▸ **Données d'entrée**:
::::::::

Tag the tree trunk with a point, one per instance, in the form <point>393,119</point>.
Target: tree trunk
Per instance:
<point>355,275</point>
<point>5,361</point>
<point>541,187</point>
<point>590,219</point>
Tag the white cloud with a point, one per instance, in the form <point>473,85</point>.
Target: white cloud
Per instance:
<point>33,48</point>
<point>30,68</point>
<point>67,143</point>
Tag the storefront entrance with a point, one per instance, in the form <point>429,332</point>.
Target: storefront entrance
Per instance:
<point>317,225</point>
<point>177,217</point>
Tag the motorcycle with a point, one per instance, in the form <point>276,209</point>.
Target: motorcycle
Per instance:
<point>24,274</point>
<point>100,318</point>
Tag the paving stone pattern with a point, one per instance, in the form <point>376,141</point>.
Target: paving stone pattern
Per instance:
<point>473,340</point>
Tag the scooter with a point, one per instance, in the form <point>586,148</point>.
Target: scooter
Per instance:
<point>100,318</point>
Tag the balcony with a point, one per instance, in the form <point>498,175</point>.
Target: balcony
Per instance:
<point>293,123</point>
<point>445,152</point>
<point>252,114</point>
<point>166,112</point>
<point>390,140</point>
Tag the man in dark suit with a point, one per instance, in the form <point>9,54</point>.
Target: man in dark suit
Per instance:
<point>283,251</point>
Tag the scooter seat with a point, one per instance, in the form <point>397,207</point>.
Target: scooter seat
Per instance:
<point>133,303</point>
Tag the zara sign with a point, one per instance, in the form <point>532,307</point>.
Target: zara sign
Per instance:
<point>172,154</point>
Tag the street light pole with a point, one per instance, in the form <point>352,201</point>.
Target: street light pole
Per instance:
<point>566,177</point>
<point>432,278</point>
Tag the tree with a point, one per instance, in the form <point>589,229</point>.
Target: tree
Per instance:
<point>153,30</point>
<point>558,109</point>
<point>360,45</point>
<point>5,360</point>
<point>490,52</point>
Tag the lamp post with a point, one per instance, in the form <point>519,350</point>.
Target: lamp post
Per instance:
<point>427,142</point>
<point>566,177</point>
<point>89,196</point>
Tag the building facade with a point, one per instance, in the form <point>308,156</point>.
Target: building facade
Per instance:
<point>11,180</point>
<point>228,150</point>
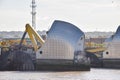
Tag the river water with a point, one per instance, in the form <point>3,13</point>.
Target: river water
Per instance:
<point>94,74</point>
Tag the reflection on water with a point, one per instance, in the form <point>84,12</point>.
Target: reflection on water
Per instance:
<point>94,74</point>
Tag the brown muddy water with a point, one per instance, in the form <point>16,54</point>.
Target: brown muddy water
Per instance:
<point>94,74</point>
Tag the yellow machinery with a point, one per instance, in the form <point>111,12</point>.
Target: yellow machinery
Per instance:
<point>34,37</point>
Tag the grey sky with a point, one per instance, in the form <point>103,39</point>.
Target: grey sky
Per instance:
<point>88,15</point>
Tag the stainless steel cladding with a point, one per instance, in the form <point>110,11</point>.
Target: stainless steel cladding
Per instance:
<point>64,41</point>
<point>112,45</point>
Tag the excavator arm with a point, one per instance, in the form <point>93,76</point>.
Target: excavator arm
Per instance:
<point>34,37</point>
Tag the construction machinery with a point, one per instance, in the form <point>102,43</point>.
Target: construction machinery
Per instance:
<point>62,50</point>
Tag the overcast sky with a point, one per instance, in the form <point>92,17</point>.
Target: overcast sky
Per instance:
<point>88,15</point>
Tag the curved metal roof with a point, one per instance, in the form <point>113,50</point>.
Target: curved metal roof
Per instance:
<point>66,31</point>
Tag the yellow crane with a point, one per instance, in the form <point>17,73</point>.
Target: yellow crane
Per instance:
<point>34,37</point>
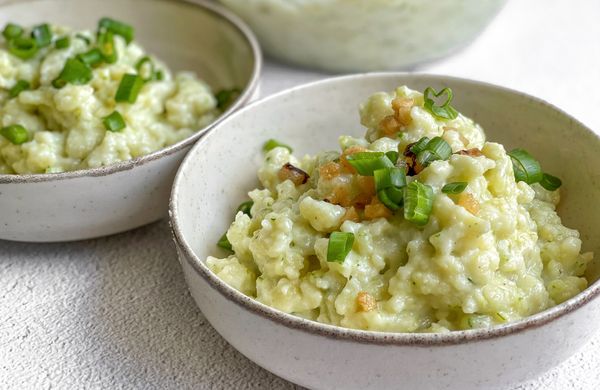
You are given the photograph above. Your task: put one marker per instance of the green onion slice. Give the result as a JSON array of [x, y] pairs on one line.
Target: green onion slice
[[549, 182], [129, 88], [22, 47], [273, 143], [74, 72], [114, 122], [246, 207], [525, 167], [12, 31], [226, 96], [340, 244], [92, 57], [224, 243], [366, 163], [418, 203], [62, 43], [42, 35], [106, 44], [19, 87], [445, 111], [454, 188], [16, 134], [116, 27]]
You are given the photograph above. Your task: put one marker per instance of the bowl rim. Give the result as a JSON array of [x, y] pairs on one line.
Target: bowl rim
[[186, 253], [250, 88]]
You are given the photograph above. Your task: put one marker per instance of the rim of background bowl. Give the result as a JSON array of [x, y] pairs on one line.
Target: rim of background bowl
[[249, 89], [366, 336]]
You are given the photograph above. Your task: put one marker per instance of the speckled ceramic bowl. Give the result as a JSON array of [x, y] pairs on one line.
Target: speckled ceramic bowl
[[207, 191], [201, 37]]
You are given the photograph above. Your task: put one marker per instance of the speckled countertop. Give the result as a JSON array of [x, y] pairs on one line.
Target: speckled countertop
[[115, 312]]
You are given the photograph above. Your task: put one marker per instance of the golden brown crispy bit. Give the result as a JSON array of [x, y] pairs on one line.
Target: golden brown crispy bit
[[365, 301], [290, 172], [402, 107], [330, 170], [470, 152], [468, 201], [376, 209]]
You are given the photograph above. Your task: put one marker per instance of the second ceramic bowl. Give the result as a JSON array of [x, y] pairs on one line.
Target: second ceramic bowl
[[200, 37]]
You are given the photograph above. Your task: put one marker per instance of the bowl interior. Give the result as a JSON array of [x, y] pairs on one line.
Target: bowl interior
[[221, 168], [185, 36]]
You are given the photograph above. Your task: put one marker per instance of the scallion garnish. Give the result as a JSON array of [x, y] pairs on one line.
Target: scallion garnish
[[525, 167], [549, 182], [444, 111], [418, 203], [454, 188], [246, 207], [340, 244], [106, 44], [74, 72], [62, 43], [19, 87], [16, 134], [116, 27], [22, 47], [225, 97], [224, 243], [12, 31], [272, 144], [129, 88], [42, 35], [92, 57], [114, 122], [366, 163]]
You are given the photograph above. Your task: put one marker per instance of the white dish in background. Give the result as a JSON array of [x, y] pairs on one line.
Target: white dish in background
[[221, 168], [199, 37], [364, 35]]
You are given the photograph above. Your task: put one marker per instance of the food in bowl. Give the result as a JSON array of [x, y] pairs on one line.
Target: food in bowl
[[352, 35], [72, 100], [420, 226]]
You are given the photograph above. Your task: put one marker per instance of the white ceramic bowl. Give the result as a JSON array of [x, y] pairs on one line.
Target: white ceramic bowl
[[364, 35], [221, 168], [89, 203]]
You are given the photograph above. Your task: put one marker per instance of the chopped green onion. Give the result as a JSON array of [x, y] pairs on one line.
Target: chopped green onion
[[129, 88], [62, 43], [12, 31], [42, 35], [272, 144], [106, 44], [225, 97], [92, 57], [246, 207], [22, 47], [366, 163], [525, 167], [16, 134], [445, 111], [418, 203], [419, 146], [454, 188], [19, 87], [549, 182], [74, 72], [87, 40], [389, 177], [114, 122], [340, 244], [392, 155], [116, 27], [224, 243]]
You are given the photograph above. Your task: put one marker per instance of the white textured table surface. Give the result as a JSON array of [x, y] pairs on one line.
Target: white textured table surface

::::::::

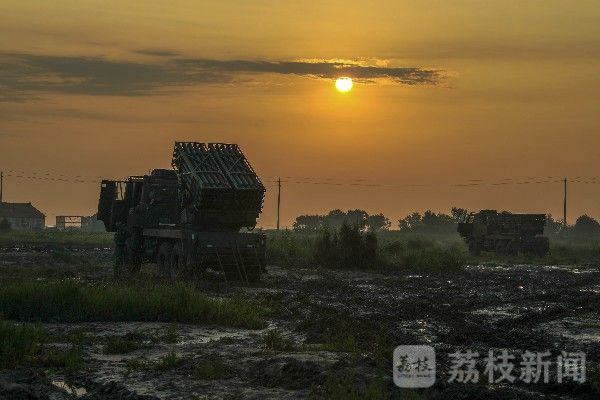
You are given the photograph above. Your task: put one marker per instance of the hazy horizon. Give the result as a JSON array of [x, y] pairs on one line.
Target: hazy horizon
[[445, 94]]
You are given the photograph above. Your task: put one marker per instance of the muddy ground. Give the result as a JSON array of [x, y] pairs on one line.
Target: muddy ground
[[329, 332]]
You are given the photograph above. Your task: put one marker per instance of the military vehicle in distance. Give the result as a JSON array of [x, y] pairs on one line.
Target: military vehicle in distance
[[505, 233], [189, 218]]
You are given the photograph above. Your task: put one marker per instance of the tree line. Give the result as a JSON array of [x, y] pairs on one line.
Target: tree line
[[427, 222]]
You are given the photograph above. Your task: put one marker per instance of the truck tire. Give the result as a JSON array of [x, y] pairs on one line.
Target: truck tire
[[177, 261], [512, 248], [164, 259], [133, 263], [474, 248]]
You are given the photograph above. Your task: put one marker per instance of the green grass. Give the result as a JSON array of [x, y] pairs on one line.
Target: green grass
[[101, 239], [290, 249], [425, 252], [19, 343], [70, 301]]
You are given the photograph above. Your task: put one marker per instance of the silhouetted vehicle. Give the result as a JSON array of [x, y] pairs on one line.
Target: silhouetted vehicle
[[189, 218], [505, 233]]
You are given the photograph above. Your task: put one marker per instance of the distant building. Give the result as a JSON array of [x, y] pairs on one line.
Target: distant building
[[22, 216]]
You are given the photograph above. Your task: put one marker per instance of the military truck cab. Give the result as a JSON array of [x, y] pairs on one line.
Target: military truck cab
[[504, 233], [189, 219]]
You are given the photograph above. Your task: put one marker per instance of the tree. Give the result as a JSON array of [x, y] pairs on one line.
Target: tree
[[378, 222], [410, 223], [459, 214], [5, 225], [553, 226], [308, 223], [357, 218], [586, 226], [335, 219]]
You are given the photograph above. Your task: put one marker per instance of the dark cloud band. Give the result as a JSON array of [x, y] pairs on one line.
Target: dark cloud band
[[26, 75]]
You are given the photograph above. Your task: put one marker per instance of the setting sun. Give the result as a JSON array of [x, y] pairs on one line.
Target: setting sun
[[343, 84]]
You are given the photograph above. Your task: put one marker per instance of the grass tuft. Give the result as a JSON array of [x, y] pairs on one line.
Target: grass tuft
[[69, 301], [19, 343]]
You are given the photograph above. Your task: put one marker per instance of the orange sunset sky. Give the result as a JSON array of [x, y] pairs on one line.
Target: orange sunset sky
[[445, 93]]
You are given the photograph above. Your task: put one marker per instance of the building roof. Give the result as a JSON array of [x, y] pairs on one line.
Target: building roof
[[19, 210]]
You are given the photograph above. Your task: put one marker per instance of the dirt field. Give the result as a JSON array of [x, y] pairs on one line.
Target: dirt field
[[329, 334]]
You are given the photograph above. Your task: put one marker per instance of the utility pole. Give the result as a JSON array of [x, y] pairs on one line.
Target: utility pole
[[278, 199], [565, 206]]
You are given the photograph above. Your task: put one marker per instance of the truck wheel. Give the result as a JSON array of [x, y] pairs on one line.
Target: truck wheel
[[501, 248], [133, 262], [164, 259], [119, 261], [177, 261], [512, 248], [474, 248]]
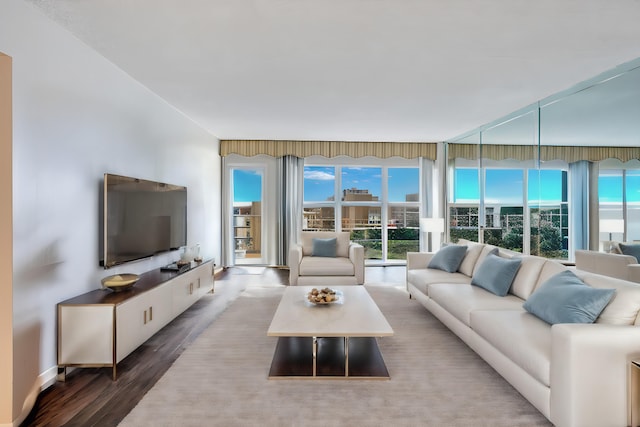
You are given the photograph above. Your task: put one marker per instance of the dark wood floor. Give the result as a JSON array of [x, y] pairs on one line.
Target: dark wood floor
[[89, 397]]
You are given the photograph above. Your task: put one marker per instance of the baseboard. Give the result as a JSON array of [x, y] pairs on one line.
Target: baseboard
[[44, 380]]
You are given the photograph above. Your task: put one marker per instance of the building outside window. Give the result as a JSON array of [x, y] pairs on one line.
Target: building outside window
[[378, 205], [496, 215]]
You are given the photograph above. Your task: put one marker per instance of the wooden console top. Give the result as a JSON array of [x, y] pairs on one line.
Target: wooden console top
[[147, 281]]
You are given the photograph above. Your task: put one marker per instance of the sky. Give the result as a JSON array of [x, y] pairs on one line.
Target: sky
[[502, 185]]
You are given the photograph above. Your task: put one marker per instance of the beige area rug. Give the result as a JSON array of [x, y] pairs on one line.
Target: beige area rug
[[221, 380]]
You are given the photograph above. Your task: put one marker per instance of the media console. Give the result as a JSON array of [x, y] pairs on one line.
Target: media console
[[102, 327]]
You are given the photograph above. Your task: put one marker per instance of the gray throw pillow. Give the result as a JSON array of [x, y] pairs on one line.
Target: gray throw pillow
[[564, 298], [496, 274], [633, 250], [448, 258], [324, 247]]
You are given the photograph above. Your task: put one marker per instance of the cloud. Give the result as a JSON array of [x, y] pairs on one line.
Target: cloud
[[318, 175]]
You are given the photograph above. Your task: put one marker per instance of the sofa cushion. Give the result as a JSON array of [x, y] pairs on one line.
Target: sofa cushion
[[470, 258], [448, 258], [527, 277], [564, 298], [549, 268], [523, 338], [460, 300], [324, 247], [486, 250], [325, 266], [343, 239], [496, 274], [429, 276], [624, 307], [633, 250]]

::::::::

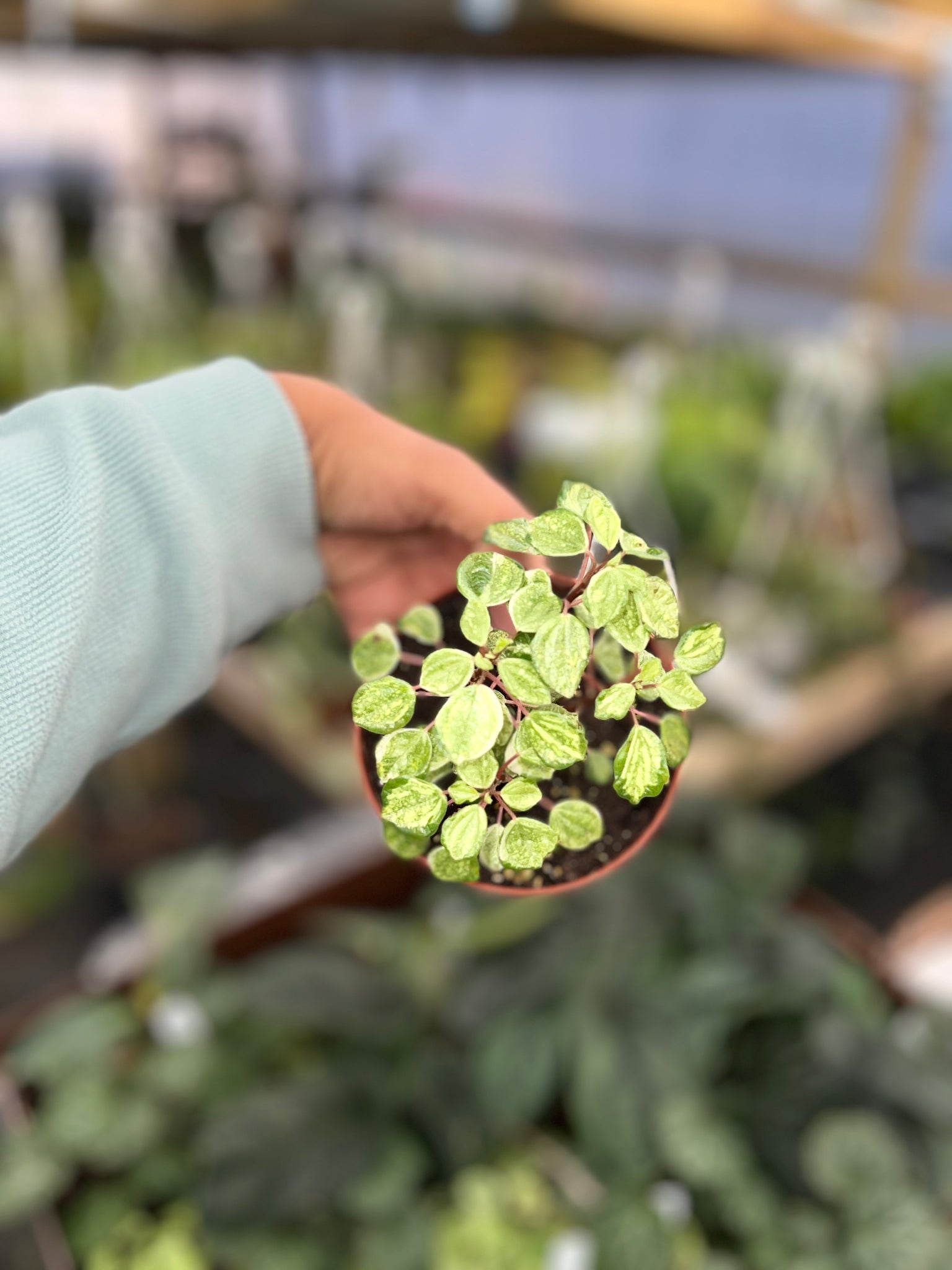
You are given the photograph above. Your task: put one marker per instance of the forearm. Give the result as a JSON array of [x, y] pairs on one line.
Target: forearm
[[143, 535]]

::::::::

▸ **Objectif de l'exercice**:
Repérez toutes les lignes ci-dessus qui contiennent le mot « distant », puis recopiez-les.

▸ **Corrigé**:
You are given the photograph above. Your task: put one marker per instance of the distant building. Give the result as a JSON array of [x, y] pairs on one line.
Target: distant building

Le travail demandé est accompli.